### [TAREAS A REALIZAR]
(1) Devuelve de forma literal el fragmento del texto sobre la mujer casada que empieza en "Mi conciencia política" y termina en "era el marido.".
(2) Indica si cada afirmación coincide con el texto sobre la mujer casada y respalda cada respuesta citando literalmente las palabras decisivas del texto. (a) Hasta 1981, el matrimonio suponía la «muerte civil» de la esposa. (b) La mujer casada podía administrar libremente su patrimonio. (c) La mujer alcanzaba la mayoría de edad antes que el varón.

### [TEXTO PROPORCIONADO]

┄┄┄┄┄┄

Mi conciencia política y feminista empezó a desarrollarse en esos años, al conocer en profundidad la legislación que afectaba directamente a todos los españoles y que no hacía sino refrendar y perpetuar la discriminación de la mujer. Hoy no recordamos que, hasta 1981, el matrimonio significaba la «muerte civil» de la esposa quien, de ser un sujeto pleno de derecho -aun cuando alcanzaba la mayoría de edad más tarde que el varón- se convertía en una especie de incapaz, asimilado a los incapacitados psíquicos, que necesitaba la asistencia del marido para cualquier acto jurídico. Podía ser la titular formal de un patrimonio, pero no podía administrarlo ni enajenarlo a su interés y conveniencia. Podía tener hijos, pero quien fijaba las pautas de educación era el marido.
La traducción a la vida cotidiana de esa legislación era que la mujer casada no se atrevía a tener ninguna iniciativa que no fuera aprobada por su marido, que debía seguirle allá donde él decidiera fijar su residencia, sin poder oponerse legalmente, que no podía trabajar ni disponer de una cuenta corriente, ni aceptar una herencia si no era con permiso del marido y tampoco podía ejercer ninguna autoridad sobre los hijos sin su consentimiento.

┄┄┄┄┄┄

[Extracto del conjunto de datos]
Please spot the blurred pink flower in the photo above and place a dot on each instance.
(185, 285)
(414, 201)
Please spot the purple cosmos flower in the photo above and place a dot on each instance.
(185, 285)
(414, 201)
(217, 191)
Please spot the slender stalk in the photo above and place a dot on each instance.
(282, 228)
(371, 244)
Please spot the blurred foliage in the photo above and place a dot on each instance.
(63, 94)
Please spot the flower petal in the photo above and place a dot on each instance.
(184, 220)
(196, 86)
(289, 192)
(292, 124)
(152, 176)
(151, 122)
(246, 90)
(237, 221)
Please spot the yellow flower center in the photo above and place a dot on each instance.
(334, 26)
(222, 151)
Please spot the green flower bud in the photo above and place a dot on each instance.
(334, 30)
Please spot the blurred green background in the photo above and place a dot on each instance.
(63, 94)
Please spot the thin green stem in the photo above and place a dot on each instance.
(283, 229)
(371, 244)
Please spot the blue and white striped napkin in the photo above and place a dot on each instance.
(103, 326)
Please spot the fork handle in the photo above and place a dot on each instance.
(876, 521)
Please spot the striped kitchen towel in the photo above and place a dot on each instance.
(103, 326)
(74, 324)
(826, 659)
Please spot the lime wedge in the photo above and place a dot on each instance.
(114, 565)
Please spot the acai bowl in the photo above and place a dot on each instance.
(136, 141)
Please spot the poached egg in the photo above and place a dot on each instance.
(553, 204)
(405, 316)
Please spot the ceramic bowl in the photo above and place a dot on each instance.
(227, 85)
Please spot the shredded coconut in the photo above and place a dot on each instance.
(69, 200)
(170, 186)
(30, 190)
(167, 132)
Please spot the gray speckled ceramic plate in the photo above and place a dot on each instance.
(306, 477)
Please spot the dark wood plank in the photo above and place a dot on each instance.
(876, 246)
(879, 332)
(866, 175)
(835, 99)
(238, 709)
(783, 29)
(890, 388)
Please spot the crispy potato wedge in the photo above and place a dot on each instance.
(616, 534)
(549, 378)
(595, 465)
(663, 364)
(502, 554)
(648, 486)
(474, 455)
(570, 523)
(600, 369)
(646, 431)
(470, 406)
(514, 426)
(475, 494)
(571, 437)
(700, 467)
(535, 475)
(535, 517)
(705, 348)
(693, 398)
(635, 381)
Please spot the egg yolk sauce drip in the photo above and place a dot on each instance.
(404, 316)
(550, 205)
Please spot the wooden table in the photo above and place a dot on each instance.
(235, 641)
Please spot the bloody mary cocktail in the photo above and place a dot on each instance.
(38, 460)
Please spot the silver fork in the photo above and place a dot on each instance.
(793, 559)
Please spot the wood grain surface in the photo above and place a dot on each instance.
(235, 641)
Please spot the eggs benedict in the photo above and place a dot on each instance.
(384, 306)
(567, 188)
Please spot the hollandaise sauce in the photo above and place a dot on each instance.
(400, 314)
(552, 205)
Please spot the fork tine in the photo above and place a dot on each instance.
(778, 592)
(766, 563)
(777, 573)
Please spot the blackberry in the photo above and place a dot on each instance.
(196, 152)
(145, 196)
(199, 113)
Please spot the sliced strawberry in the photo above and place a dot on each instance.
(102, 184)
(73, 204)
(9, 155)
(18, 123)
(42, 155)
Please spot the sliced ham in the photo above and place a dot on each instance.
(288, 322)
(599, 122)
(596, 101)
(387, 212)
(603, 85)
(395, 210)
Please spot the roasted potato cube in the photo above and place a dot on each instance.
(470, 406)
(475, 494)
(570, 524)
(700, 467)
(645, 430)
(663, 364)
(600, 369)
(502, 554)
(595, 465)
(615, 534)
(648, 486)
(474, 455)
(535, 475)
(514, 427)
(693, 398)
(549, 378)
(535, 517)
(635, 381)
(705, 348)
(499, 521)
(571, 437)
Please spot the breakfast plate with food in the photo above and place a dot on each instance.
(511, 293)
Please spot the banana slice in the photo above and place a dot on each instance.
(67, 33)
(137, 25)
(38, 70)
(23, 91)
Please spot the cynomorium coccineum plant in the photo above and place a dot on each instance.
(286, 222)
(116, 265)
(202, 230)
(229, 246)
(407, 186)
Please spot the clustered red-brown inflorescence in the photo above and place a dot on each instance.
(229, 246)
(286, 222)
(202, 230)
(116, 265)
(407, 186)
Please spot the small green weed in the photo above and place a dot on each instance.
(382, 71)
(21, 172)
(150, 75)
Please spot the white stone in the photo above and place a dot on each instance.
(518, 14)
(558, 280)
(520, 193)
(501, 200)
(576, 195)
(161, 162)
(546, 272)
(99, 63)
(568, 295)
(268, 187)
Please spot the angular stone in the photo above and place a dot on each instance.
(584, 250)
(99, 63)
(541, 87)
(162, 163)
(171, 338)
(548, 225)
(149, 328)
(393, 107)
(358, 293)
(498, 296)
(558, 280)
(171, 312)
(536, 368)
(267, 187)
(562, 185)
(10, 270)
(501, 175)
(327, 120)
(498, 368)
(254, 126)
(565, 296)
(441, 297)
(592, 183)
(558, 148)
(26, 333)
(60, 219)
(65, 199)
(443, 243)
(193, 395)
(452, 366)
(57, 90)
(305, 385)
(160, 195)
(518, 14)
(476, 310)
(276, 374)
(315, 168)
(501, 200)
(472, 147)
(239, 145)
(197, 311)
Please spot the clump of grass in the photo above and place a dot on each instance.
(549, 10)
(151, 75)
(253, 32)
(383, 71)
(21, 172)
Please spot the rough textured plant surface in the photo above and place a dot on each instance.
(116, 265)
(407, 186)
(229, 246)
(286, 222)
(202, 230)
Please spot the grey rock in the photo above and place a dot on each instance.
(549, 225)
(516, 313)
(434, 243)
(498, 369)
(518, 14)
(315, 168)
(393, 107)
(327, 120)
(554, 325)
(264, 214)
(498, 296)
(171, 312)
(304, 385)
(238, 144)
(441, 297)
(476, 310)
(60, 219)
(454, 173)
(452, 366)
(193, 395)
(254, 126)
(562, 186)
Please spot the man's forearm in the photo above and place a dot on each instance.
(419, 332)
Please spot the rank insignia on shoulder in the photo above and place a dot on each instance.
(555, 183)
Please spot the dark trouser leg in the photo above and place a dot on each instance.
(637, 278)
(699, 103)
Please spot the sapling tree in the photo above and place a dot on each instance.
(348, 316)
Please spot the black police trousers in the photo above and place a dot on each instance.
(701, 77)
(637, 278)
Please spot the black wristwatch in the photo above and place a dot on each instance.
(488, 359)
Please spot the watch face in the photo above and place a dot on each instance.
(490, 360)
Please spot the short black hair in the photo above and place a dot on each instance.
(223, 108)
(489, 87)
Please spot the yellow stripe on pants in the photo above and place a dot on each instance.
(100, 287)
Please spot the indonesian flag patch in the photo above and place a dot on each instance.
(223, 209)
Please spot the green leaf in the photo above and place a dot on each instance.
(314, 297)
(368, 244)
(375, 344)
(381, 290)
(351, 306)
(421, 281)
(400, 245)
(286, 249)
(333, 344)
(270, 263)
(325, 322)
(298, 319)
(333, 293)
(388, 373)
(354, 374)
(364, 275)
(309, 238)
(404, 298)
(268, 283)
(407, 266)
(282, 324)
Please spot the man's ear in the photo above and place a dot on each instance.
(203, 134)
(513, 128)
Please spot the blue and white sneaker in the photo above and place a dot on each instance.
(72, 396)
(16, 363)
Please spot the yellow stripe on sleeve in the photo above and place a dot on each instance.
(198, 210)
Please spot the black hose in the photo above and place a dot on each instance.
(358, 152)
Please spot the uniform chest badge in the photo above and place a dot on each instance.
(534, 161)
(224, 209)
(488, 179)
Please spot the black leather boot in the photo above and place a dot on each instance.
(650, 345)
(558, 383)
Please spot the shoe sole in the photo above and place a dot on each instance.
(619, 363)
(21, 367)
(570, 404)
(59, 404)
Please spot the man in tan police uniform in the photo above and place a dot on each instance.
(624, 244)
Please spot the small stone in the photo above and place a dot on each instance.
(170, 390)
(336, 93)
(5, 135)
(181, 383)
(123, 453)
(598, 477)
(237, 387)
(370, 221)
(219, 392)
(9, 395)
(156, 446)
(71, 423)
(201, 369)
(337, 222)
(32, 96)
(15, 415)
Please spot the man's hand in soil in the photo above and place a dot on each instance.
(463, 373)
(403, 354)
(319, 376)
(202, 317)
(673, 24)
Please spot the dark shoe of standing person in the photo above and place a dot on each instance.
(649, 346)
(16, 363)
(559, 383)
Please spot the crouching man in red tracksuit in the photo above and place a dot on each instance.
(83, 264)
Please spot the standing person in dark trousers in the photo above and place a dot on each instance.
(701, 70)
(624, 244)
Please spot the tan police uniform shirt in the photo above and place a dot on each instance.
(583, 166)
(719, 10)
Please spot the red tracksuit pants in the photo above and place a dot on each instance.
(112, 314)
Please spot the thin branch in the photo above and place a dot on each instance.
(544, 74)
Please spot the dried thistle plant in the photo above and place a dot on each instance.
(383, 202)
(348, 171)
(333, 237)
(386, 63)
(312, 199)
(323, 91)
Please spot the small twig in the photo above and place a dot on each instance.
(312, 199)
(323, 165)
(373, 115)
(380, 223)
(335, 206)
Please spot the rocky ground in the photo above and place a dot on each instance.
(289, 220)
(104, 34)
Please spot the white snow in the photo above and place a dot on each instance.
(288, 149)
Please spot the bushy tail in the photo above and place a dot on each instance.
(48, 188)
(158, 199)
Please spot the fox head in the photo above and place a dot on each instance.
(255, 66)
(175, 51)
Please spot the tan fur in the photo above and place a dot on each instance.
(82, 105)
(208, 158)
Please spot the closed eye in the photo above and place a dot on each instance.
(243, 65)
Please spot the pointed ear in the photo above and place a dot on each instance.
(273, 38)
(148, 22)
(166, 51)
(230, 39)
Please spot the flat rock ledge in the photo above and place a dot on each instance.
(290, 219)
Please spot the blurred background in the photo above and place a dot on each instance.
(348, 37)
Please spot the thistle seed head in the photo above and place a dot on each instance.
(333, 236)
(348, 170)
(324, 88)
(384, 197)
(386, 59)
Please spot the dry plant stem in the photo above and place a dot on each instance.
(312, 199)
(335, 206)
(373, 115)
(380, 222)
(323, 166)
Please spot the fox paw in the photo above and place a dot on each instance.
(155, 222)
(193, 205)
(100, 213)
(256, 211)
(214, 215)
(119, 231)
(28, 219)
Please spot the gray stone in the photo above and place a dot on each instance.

┄┄┄┄┄┄

### [RESPUESTAS DEL EJERCICIO]
(1)
Mi conciencia política y feminista empezó a desarrollarse en esos años, al conocer en profundidad la legislación que afectaba directamente a todos los españoles y que no hacía sino refrendar y perpetuar la discriminación de la mujer. Hoy no recordamos que, hasta 1981, el matrimonio significaba la «muerte civil» de la esposa quien, de ser un sujeto pleno de derecho -aun cuando alcanzaba la mayoría de edad más tarde que el varón- se convertía en una especie de incapaz, asimilado a los incapacitados psíquicos, que necesitaba la asistencia del marido para cualquier acto jurídico. Podía ser la titular formal de un patrimonio, pero no podía administrarlo ni enajenarlo a su interés y conveniencia. Podía tener hijos, pero quien fijaba las pautas de educación era el marido.

(2)
(a) Sí: «hasta 1981, el matrimonio significaba la «muerte civil» de la esposa».
(b) No: «no podía administrarlo ni enajenarlo a su interés y conveniencia».
(c) No: «alcanzaba la mayoría de edad más tarde que el varón».